───── PROVIDED DATA

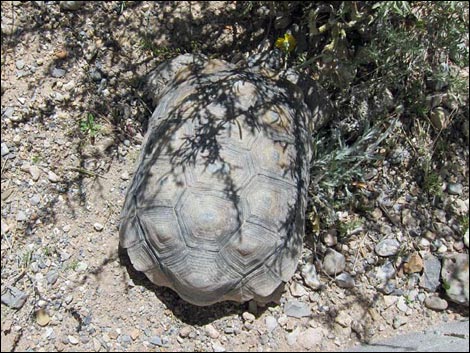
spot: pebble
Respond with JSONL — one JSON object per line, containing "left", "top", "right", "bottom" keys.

──────────
───── PROVIDED DATA

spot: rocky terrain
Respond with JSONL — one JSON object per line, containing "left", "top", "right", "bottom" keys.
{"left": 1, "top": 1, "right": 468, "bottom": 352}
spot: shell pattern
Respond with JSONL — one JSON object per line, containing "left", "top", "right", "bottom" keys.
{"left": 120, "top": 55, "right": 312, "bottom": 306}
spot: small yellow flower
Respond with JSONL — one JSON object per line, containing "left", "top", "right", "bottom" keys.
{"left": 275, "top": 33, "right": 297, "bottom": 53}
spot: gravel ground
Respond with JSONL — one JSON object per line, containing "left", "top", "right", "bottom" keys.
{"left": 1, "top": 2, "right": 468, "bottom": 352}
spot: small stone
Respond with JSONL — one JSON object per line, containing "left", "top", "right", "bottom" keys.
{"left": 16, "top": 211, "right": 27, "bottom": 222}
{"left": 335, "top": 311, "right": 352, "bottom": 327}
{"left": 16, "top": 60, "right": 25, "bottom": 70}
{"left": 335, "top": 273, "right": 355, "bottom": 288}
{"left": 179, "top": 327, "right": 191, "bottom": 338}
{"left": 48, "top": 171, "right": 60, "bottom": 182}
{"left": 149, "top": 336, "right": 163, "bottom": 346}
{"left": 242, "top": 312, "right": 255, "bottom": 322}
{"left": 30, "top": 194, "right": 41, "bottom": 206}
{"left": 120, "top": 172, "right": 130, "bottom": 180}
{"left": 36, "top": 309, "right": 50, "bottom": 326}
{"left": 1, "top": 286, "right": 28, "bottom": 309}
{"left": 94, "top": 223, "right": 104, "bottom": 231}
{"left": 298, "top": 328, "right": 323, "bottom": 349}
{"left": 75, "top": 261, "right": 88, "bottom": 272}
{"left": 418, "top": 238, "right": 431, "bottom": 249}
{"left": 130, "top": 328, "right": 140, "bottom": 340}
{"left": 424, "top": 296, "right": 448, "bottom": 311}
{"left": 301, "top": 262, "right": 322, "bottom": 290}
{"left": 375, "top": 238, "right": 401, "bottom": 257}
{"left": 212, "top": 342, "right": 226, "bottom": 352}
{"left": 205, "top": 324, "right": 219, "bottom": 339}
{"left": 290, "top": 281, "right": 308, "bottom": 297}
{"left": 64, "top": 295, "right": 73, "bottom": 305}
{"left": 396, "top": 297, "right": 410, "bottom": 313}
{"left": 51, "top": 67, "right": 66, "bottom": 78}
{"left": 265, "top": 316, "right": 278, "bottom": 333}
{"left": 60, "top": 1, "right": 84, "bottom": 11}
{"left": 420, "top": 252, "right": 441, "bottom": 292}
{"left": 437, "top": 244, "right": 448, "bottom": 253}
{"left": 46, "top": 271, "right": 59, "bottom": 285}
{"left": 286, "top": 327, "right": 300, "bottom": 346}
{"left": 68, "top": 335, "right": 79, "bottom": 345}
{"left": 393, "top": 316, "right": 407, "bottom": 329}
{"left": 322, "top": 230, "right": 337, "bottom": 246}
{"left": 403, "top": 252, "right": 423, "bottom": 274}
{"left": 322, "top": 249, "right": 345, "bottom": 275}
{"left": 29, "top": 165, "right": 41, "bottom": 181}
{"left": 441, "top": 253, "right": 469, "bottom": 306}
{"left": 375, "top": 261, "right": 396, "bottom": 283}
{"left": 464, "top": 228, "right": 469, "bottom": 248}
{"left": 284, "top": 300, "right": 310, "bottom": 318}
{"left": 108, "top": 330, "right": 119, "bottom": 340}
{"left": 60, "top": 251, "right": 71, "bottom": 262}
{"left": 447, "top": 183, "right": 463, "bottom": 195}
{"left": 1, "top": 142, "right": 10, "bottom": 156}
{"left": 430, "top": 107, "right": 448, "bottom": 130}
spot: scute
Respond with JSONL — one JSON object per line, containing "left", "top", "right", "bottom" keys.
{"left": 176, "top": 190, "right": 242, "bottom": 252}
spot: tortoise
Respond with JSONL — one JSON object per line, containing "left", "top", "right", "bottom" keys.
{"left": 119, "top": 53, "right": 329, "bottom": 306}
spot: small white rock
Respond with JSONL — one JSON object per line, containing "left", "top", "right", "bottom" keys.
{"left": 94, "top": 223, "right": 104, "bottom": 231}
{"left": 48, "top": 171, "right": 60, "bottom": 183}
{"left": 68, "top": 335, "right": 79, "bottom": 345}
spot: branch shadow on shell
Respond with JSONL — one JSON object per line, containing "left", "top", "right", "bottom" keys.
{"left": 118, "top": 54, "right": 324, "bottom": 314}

──────────

EXERCISE - Read through the entries and copy every line that includes "spot".

RESPONSE TO THIS EXERCISE -
spot: pebble
spot: rocky terrain
spot: shell pattern
spot: small yellow flower
spot: gravel ground
spot: small stone
spot: scute
spot: tortoise
spot: small white rock
spot: branch shadow on shell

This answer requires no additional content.